→ **How to complete this task**
Rewrite the concurring opinion in Von Luce v. Rankin from "Von Luce v." up to and including "opportunity to protest.", changing every "guardian" to "conservator".

Von Luce v. Rankin

Darrell Hickman, Justice,

concurring. The majority seem to be saying Section 3(A) (B) of Act 817 of 1979 could be interpreted to mean that a ward can be committed to the Arkansas State Hospital without a hearing.

Quite often a ward has a guardian because of minority. A guardian can be appointed for someone with a physical disability. In such a case it would not seem proper for a guardian to have someone “voluntarily” committed to the Arkansas State Hospital without any notice, without a hearing and without an opportunity to protest.

→ **Supplied material**
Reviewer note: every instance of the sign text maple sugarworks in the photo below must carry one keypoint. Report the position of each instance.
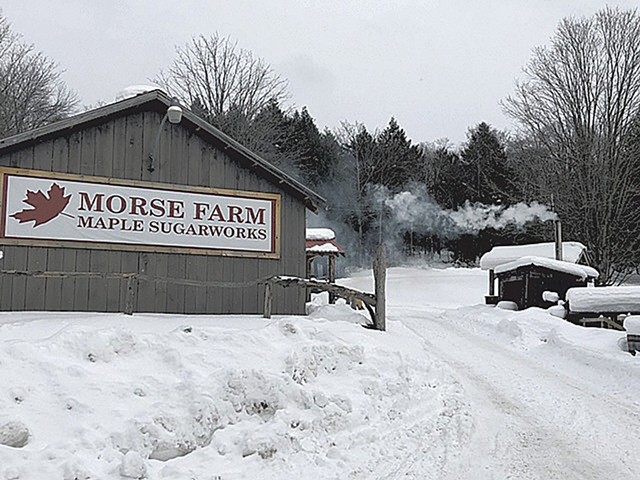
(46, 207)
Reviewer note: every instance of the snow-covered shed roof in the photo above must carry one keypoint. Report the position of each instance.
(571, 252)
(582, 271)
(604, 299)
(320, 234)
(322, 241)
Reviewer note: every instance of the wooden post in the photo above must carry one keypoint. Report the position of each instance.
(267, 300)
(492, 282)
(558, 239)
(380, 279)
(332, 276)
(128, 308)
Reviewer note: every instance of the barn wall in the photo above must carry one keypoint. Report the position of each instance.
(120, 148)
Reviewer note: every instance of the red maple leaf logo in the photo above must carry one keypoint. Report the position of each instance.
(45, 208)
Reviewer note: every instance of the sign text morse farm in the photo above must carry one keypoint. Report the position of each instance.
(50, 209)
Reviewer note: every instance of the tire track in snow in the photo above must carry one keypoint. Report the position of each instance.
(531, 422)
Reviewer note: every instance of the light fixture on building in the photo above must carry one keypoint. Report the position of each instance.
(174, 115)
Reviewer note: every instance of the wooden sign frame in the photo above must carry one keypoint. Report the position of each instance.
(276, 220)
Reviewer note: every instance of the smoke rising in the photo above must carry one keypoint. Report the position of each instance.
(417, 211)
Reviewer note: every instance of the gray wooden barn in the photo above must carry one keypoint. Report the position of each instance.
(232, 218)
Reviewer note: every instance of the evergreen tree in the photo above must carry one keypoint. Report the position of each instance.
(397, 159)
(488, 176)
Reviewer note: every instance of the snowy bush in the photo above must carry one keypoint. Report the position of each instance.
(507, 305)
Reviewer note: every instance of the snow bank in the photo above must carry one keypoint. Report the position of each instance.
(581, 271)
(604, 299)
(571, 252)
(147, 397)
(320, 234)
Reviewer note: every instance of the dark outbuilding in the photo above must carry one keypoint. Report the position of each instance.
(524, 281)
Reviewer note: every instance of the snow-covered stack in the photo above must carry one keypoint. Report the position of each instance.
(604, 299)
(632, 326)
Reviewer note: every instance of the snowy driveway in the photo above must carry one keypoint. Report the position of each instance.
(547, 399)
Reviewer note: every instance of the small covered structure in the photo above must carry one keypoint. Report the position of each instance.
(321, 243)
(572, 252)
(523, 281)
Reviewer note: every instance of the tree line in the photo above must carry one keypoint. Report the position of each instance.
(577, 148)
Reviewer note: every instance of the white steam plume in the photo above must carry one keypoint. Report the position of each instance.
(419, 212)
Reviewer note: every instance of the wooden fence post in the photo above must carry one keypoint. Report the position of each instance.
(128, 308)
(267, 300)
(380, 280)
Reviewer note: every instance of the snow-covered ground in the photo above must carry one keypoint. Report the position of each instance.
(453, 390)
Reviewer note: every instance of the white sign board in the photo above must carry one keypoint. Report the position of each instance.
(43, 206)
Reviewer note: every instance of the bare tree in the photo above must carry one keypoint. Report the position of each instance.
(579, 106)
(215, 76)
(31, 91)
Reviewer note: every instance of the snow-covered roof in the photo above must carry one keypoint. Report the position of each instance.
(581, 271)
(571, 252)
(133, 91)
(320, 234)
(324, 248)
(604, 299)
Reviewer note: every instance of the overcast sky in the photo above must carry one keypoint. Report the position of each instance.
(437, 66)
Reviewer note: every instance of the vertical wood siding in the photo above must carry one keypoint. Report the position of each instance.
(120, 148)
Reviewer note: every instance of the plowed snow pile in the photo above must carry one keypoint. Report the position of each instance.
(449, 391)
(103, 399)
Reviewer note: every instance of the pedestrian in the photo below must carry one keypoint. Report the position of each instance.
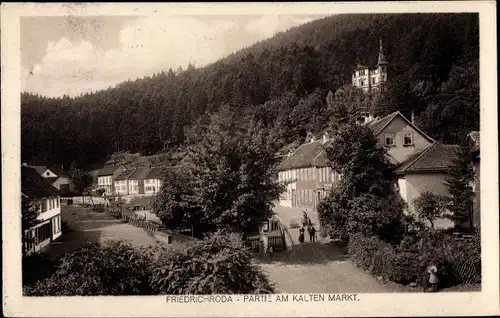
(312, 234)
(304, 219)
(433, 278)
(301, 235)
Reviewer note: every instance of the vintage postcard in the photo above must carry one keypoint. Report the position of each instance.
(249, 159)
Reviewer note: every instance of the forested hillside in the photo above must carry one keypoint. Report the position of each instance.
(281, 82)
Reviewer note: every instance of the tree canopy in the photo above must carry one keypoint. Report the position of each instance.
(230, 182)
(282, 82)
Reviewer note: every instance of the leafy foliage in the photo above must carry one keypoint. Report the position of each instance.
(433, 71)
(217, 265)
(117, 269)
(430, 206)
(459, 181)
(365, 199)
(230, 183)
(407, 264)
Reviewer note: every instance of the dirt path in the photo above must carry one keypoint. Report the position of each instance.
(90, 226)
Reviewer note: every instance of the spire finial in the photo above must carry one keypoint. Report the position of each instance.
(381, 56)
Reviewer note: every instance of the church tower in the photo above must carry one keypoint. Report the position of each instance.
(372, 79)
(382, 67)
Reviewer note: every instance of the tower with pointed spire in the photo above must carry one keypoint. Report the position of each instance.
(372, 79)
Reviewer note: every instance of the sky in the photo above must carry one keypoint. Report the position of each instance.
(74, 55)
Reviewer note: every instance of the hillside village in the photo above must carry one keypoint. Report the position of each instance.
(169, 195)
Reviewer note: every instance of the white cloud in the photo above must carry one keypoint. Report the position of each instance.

→ **Finished task**
Von Luce v. Rankin

Darrell Hickman, Justice,

concurring. The majority seem to be saying Section 3(A) (B) of Act 817 of 1979 could be interpreted to mean that a ward can be committed to the Arkansas State Hospital without a hearing.

Quite often a ward has a conservator because of minority. A conservator can be appointed for someone with a physical disability. In such a case it would not seem proper for a conservator to have someone “voluntarily” committed to the Arkansas State Hospital without any notice, without a hearing and without an opportunity to protest.